● Stated exercise: Reproduce the passage of the Factory Nail Salon text that runs from "When I designed" up to and including "make *something* with it.".

● Excerpted passage:

Factory Nail Salon Series
Brief Overview (TLDR):
The designs and concepts in the ‘Factory Nail Salon’ series are inspired by and directly related to my original 'Lil Tuff Chunk' (2022) object. This object and the others in this series are the beginning of my ongoing exploration into the aesthetic and cultural roots of my blue-collar familial upbringing. My father worked as a mechanic at the Ford River Rouge Factory Complex in Detroit Michigan for over 30 years, while my Mother worked as a manicurist in our small basement DIY nail salon. These object concepts are exploring the aesthetic and metaphorical links between those two worlds. In one sense, the worlds could not be farther apart from each other. While in another, they share not only unintentional utilitarian beauty via industrial and pragmatically minded creations, but also socioeconomic similarities surrounding the reality of middle-class financial income obligations.
When I designed and built 'Lil Tuff Chunk', my first piece in a new path of making physical art as opposed to strictly sound-art, I Was working primarily as an Art Director for different types of video and movie shoots in Los Angeles. I was driving up my street after a day of shooting and discovered this pile of interesting looking objects and colors on the side of the road being thrown away. Different types of
plexiglass, acrylic, resin objects, and materials that I really haven't been too familiar with yet. One of the more notable pieces was a
very thick semi-translucent slab of.. something. I wasn't even really sure what it was at the time. It was really heavy, and the translucence of the material along with the pigmentation was incredibly perceptually interesting to me. I took that piece and I knew that I wanted to make *something* with it.

● Stored rows:
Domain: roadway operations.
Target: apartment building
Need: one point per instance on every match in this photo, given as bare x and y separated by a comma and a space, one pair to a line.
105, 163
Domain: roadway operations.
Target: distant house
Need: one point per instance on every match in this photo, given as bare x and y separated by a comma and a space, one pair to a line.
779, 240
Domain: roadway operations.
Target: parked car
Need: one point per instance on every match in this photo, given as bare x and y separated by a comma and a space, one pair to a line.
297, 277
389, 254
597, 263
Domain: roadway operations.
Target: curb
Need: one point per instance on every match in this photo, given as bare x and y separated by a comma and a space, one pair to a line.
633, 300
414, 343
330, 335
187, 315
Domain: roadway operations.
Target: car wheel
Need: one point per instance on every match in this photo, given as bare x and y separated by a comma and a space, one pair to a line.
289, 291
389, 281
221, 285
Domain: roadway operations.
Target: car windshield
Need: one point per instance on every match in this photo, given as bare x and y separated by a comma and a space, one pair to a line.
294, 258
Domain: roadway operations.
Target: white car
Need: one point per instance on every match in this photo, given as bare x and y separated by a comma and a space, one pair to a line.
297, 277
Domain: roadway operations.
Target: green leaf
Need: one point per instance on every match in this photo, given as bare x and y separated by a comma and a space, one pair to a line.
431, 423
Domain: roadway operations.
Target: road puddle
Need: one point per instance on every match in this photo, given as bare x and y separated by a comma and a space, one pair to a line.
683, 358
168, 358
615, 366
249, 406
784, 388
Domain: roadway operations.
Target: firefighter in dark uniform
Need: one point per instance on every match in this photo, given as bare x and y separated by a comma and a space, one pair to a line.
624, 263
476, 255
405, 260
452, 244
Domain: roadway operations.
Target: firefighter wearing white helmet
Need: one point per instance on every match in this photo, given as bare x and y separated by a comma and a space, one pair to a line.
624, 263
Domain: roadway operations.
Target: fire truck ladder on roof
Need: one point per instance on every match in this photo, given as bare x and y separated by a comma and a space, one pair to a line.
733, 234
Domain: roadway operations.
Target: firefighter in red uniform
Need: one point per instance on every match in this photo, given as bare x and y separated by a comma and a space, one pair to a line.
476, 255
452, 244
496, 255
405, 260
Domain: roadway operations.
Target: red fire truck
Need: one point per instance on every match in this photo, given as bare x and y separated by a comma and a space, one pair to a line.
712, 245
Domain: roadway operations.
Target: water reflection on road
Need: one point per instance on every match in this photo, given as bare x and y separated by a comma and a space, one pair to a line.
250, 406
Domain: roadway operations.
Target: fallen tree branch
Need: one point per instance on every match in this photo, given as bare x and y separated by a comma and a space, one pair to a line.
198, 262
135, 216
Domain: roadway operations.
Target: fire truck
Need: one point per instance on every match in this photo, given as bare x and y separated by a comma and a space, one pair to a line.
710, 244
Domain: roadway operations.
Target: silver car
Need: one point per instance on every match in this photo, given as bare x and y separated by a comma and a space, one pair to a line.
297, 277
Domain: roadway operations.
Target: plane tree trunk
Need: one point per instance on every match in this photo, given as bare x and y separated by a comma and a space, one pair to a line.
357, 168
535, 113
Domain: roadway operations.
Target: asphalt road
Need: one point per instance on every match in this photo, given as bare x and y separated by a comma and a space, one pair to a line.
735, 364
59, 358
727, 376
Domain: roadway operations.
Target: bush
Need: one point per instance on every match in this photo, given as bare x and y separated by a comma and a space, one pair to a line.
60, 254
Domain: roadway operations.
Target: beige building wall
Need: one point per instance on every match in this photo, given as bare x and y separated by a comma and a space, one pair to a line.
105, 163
* * *
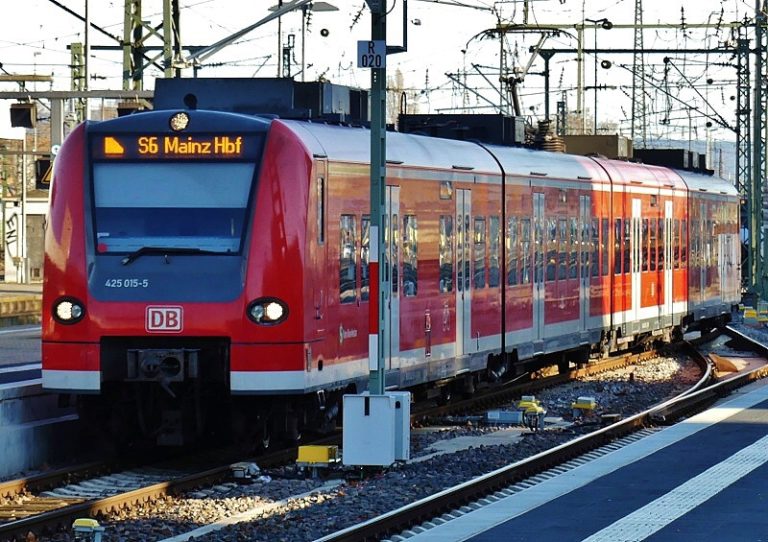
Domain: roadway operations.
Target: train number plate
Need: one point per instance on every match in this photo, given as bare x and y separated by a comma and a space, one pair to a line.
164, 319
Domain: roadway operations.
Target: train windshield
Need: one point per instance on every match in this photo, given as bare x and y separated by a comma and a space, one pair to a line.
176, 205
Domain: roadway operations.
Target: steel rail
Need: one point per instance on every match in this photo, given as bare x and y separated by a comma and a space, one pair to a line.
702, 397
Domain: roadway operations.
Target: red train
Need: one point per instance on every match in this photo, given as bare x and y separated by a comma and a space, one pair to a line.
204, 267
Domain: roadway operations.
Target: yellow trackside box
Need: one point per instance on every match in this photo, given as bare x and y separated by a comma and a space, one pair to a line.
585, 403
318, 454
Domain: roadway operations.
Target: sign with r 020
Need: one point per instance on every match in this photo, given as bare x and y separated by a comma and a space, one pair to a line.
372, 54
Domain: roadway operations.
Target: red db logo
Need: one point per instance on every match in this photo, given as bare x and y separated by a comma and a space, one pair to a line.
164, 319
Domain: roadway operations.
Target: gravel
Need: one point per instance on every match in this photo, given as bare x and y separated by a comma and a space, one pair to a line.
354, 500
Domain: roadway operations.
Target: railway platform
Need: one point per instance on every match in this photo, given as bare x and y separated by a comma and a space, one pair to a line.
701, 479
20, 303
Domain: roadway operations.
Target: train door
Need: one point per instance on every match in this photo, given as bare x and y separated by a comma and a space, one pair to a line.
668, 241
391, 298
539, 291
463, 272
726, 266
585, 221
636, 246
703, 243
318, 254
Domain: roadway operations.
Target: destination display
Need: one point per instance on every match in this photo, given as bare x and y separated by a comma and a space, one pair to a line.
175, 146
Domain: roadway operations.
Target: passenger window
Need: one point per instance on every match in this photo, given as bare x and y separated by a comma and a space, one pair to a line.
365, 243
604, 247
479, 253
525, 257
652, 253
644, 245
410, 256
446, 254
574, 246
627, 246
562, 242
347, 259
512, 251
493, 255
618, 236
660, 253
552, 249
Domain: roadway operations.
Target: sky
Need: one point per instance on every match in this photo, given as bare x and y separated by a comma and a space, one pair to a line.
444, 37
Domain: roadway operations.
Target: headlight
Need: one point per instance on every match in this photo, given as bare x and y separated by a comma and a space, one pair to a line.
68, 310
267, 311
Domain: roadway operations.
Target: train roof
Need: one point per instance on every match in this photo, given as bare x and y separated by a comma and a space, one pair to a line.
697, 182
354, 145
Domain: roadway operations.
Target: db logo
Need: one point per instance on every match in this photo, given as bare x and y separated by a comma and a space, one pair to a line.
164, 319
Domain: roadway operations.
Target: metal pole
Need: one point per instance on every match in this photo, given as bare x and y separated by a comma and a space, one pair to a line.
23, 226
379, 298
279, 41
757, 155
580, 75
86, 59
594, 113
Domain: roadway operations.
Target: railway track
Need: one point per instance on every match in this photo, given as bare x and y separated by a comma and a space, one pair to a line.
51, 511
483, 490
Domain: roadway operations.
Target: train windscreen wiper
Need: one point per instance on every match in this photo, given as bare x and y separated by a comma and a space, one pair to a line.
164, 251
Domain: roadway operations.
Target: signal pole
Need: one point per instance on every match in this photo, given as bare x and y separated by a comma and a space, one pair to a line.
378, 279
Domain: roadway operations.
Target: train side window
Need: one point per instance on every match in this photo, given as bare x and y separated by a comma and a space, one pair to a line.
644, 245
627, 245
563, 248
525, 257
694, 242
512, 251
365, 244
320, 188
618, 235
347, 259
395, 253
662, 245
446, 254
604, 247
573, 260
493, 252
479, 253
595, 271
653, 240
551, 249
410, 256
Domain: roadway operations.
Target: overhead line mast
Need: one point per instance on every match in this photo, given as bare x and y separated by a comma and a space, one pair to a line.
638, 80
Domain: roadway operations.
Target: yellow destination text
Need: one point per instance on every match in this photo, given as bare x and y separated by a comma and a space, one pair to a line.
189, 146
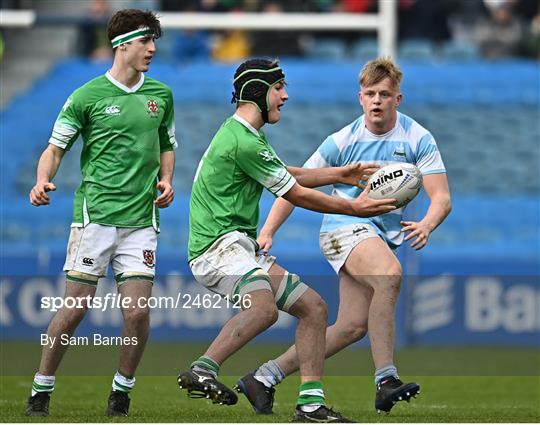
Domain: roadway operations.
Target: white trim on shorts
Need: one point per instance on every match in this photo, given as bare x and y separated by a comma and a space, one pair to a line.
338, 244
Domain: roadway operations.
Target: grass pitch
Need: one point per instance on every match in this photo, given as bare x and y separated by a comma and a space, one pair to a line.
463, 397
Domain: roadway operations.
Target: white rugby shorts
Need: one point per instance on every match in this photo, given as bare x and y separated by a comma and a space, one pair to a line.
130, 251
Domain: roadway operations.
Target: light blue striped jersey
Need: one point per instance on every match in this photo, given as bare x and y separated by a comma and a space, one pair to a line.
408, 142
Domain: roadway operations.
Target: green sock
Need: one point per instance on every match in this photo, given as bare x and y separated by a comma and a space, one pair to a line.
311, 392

● The output:
When I designed and built 'Lil Tuff Chunk', my first piece in a new path of making physical art as opposed to strictly sound-art, I Was working primarily as an Art Director for different types of video and movie shoots in Los Angeles. I was driving up my street after a day of shooting and discovered this pile of interesting looking objects and colors on the side of the road being thrown away. Different types of
plexiglass, acrylic, resin objects, and materials that I really haven't been too familiar with yet. One of the more notable pieces was a
very thick semi-translucent slab of.. something. I wasn't even really sure what it was at the time. It was really heavy, and the translucence of the material along with the pigmentation was incredibly perceptually interesting to me. I took that piece and I knew that I wanted to make *something* with it.